=== 課題 ===
A – 記録のうち、「pin: the construction」を含む行から記録の最終行までを、両端の行も含めて一字一句変えずに抜き出してもらえますか？
B – 金沢の町家カフェ「白磁」についての文章を、最後の文の続きから書き進めてもらえますか？

金沢生まれの陶磁器メーカーNIKKO(ニッコー)×町家カフェ「白磁」
「白磁」があるのは、ひがし茶屋街のメインストリートの突き当たりのT字路を北に向かった小路の中程。金沢の町家特有の木虫籠格子が並ぶ静かな通りに面している。
移転したお茶屋の建物を引き継いだギャラリーショップ&カフェ
今や金沢の代名詞ともいえるひがし茶屋街。多くの人で賑わうメインストリートを少し奥に進むと宇多須神社に続く路地がある。その中程にあるのが陶磁器メーカー・ニッコーのギャラリーショップとカフェがコラボした「白磁」。2018年9月にオープンしたばかりのカフェだ。
最近までお茶屋として使われていた店舗は、通りに面した木虫籠(きむすこ)格子や玄関口からまっすぐに伸びる階段、風格を感じさせる梁など、そこかしこに金沢らしい町家の雰囲気と茶屋文化の気配が残っている。
メインストリートの喧噪から少し離れた「白磁」のある小路。
日本を代表する陶磁器メーカーのひとつとして有名なニッコーは、1908年に金沢で創業し現在の本社は白山市にある。2019年は創業111周年を迎えた。
旧加賀藩前田家の時代から続く匠の技で作り出されるニッコーのボーンチャイナは「世界一白い」と言われるほどの純白と美しさを誇る。
そのボーンチャイナのオンリーショップを備えることが「白磁」という店名の由来になったのだとか。
「世界一白いニッコーのボーンチャイナを見て、触れて、使って、購入できる」が「白磁」のコンセプトだ。

点配置の記録:
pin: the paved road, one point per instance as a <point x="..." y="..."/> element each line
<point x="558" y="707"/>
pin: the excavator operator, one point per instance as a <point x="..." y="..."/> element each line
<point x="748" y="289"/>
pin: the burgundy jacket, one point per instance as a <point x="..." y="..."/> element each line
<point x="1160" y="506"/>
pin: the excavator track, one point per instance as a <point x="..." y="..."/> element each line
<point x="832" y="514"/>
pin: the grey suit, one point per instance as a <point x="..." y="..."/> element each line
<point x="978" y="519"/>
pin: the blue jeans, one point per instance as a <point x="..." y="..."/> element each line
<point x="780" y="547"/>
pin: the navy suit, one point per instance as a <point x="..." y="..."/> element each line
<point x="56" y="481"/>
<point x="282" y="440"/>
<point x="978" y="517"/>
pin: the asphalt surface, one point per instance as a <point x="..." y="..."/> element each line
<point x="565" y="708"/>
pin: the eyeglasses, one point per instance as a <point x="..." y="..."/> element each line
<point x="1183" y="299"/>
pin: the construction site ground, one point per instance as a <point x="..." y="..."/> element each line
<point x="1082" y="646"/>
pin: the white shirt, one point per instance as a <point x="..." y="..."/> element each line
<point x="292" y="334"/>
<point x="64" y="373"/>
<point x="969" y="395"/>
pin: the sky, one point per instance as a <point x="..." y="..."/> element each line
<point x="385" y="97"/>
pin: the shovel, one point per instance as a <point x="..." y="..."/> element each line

=== 解答は以下 ===
A –
pin: the construction site ground, one point per instance as a <point x="..." y="..."/> element each line
<point x="1082" y="646"/>
pin: the white shirt, one point per instance as a <point x="..." y="..."/> element each line
<point x="292" y="334"/>
<point x="64" y="373"/>
<point x="969" y="395"/>
pin: the sky, one point per instance as a <point x="..." y="..."/> element each line
<point x="385" y="97"/>
pin: the shovel, one point per instance as a <point x="..." y="..."/> element each line

B –
ボーンチャイナの純白と木虫籠越しの紅殻のコントラストも美しい
一枚板のカウンターで味わう坪庭と金沢ラテ
1階のカフェスペースには一枚板のカウンター。席はカウンターの8席だけと決して広くはないものの、ゆったりと大きめな椅子とすっきりと整えられた空間が心地いい。席に座ると正面にはお茶屋のころからそのままだという坪庭がある。
混雑時には、2階の座敷にも案内してもらえる。そちらでは、本物のお茶屋の雰囲気も味わえる。
カウンター正面の坪庭はまるで日本画の一枚絵のよう
豊富なカフェメニューの中から、ぜひオーダーしたいのが金沢ラテ(750円)。ふわふわの泡の上に、ひがし茶屋街と兼六園、それに世界一美しい駅にも選ばれた金沢駅の鼓門といった金沢の景色を写したラテアートが描かれる。
ラテアートの元になった絵は、店長の山根照美さんが描いたのだと、ラテを運んでくれたスタッフが教えてくれた。
「白磁」のラテは3種類ある。酸味を抑えた柔らかい苦味のブレンドコーヒーと金沢では珍しいベトナムコーヒー、優しい香りの抹茶。このうちラテアートを描くことができるのはブレンドコーヒーとベトナムコーヒーだ。
コーヒーとラテは、6種類のカップから好きなものを選ぶことができる
スイーツの人気は、毎日、店で焼かれる日替わりの手作りケーキ(480円)とビターカラメルプリン(480円)。ケーキが焼き上がる時間には、香ばしい香りが通りにまで漂うそうで、この香りに引きつけられて訪れる人もいるほど。
ケーキと並ぶ人気メニューは、七尾市のイタリアンジェラート専門店・チェルキオのジェラート。地元こだわりジェラート2種盛り(680円)は、常時4~5種類用意されている中から好きな組み合わせを選ぶことができる。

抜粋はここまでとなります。